>> Begin Given records

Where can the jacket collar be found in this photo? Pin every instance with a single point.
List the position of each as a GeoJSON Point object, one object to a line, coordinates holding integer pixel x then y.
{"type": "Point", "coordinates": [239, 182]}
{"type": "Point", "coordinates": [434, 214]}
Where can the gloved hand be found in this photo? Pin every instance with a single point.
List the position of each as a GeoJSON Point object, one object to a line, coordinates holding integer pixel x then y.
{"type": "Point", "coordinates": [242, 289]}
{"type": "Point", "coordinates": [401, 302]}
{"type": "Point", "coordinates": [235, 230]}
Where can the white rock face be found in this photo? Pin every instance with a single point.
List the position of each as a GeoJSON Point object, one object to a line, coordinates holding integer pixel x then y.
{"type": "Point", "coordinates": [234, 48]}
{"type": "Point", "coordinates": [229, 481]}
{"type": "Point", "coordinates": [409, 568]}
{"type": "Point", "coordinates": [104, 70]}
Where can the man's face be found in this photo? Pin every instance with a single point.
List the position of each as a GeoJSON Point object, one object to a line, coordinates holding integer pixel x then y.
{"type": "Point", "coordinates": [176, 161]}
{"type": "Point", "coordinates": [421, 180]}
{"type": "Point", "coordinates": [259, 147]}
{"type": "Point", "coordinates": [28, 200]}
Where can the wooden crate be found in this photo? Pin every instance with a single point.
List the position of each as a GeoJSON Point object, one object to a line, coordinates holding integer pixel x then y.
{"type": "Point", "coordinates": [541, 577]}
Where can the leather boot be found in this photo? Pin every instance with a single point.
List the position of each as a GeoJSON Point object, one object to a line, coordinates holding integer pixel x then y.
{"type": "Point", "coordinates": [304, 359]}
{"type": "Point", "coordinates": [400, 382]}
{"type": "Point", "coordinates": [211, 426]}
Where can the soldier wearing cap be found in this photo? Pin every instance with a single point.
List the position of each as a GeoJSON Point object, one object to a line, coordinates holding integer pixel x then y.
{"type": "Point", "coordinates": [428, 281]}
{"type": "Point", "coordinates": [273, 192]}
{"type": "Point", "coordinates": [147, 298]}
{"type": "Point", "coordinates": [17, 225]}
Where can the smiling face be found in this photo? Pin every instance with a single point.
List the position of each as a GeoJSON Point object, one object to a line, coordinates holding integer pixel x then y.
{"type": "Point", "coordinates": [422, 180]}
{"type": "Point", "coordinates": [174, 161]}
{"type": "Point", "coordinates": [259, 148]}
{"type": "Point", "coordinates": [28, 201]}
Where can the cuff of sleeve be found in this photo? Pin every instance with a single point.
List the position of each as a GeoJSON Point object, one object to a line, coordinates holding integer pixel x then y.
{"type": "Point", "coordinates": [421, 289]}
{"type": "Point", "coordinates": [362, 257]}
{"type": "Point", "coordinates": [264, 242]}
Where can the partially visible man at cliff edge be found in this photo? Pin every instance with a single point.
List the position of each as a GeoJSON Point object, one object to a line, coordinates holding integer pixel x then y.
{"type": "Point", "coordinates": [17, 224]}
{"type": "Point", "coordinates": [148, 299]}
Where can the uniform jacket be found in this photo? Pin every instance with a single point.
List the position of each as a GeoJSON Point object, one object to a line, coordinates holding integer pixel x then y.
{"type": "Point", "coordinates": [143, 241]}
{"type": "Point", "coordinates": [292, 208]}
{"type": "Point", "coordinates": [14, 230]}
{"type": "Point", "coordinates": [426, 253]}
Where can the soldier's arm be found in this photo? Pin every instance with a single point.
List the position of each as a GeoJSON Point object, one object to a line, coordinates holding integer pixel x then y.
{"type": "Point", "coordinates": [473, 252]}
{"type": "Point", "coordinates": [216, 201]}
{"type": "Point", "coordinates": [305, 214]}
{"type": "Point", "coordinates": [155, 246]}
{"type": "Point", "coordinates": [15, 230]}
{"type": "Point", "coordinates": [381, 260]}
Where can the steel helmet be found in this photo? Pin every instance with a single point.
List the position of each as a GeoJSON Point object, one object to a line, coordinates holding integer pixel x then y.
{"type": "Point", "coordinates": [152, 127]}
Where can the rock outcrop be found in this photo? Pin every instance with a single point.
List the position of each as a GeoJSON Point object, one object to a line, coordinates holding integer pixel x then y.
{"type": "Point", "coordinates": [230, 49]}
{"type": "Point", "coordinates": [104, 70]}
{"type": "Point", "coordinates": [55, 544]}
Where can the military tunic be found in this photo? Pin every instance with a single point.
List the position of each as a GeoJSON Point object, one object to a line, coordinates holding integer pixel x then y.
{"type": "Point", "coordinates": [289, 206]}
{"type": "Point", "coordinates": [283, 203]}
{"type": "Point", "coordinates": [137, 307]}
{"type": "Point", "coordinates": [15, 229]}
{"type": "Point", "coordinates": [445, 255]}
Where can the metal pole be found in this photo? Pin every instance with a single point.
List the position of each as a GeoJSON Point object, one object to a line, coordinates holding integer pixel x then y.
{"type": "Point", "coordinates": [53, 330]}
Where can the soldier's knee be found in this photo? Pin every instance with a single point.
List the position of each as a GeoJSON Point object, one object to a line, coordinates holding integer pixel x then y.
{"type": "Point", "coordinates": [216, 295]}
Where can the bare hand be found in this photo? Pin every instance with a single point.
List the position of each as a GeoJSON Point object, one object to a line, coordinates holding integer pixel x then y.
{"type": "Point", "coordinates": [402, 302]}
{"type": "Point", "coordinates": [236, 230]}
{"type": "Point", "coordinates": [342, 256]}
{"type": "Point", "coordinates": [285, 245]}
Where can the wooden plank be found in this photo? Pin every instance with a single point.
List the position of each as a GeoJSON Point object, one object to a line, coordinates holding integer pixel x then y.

>> End Given records

> Short exercise
Print the records above again, unchanged and line for line, from first to last.

> Answer to this exercise
Where can the jacket collar be found in this photo? Pin every instance with a single point.
List the position of each as a GeoJSON Point object, one object to a line, coordinates holding integer pixel x then y.
{"type": "Point", "coordinates": [239, 182]}
{"type": "Point", "coordinates": [434, 214]}
Where can the gloved hand be found in this photo? Pin every instance with a single point.
List the position of each as a GeoJSON Point object, one object to a line, coordinates holding integer pixel x then y.
{"type": "Point", "coordinates": [242, 289]}
{"type": "Point", "coordinates": [401, 302]}
{"type": "Point", "coordinates": [235, 230]}
Where can the white rock face be found in this photo? Pin every instance with a single point.
List the position of each as a GeoJSON Point object, one object to a line, coordinates holding integer pixel x then y.
{"type": "Point", "coordinates": [234, 48]}
{"type": "Point", "coordinates": [229, 481]}
{"type": "Point", "coordinates": [409, 568]}
{"type": "Point", "coordinates": [104, 70]}
Where can the man's face be found in this photo? Pin every instance with a single point.
List the position of each as a GeoJSON Point object, one object to a line, coordinates holding integer pixel x then y.
{"type": "Point", "coordinates": [176, 161]}
{"type": "Point", "coordinates": [421, 180]}
{"type": "Point", "coordinates": [259, 147]}
{"type": "Point", "coordinates": [28, 200]}
Where can the wooden crate be found in this photo? Pin every instance with a single point.
List the position of each as a GeoJSON Point object, one object to a line, coordinates holding integer pixel x then y.
{"type": "Point", "coordinates": [541, 577]}
Where can the leather boot be found in this photo? Pin every instance with a single point.
List the position of each as a GeoJSON Point object, one object to a line, coordinates holding integer pixel x then y.
{"type": "Point", "coordinates": [304, 359]}
{"type": "Point", "coordinates": [400, 382]}
{"type": "Point", "coordinates": [211, 426]}
Where can the soldier wearing cap be found in this photo? Pin every instance with a single point.
List the position of each as a GeoJSON Point object, one object to a line, coordinates holding integer pixel x then y.
{"type": "Point", "coordinates": [428, 281]}
{"type": "Point", "coordinates": [273, 192]}
{"type": "Point", "coordinates": [147, 298]}
{"type": "Point", "coordinates": [17, 225]}
Where can the smiling face be found in this photo? Pin every instance with a single point.
List the position of each as a GeoJSON Point object, one object to a line, coordinates holding integer pixel x then y.
{"type": "Point", "coordinates": [422, 180]}
{"type": "Point", "coordinates": [174, 161]}
{"type": "Point", "coordinates": [259, 148]}
{"type": "Point", "coordinates": [28, 201]}
Where can the cuff of sleeve be found in this photo? Pin every instance with a single point.
List the position of each as a GeoJSON Point object, one object to a line, coordinates holding integer pixel x then y.
{"type": "Point", "coordinates": [421, 289]}
{"type": "Point", "coordinates": [362, 257]}
{"type": "Point", "coordinates": [264, 242]}
Where can the partially visible man at cliff edge be found in this photo? Pin every instance with a single point.
List the position of each as a GeoJSON Point object, one object to a line, coordinates holding integer pixel x then y.
{"type": "Point", "coordinates": [17, 224]}
{"type": "Point", "coordinates": [148, 299]}
Where can the uniform jacket be found in this photo? Pin every instance with a single point.
List the position of each as a GeoJSON Point object, one object to a line, coordinates holding integer pixel x then y.
{"type": "Point", "coordinates": [143, 241]}
{"type": "Point", "coordinates": [292, 208]}
{"type": "Point", "coordinates": [14, 230]}
{"type": "Point", "coordinates": [426, 253]}
Where can the soldier's arm be found in this photo? Pin every instance with a single point.
List the position of each as a GeoJSON Point object, one object to a line, coordinates holding integer pixel x then y.
{"type": "Point", "coordinates": [473, 252]}
{"type": "Point", "coordinates": [216, 201]}
{"type": "Point", "coordinates": [305, 214]}
{"type": "Point", "coordinates": [155, 246]}
{"type": "Point", "coordinates": [15, 230]}
{"type": "Point", "coordinates": [381, 260]}
Where can the steel helmet be found in this photo? Pin every instance with a single point.
List the position of each as a GeoJSON Point object, one object to a line, coordinates holding integer pixel x then y.
{"type": "Point", "coordinates": [152, 127]}
Where can the rock outcrop be found in this photo? Pin every instance with a single point.
List the position of each as a GeoJSON Point object, one object to a line, coordinates holding integer pixel x then y.
{"type": "Point", "coordinates": [230, 49]}
{"type": "Point", "coordinates": [104, 70]}
{"type": "Point", "coordinates": [55, 544]}
Where can the military tunic be found in this photo? Pin every instance with a single point.
List the position of each as a GeoJSON Point object, one object to a line, coordinates holding integer pixel x then y.
{"type": "Point", "coordinates": [289, 206]}
{"type": "Point", "coordinates": [283, 203]}
{"type": "Point", "coordinates": [137, 307]}
{"type": "Point", "coordinates": [15, 229]}
{"type": "Point", "coordinates": [445, 255]}
Where can the metal pole be found in this photo? Pin every instance with a single point.
List the position of each as a GeoJSON Point object, one object to a line, coordinates holding integer pixel x then y.
{"type": "Point", "coordinates": [53, 330]}
Where can the soldier's knee be found in this photo? Pin every instance with a single point.
List the position of each as a GeoJSON Point object, one object to a line, coordinates holding integer pixel x then y.
{"type": "Point", "coordinates": [216, 295]}
Where can the bare hand be found in this photo? Pin every instance with a single point.
List the position of each as a GeoJSON Point object, one object to a line, coordinates holding integer pixel x then y.
{"type": "Point", "coordinates": [402, 302]}
{"type": "Point", "coordinates": [236, 230]}
{"type": "Point", "coordinates": [342, 256]}
{"type": "Point", "coordinates": [285, 245]}
Where can the wooden plank be found in this photo? Pin every instance with a single point.
List the position of each as a GeoJSON Point object, one object to a line, coordinates holding integer pixel x then y.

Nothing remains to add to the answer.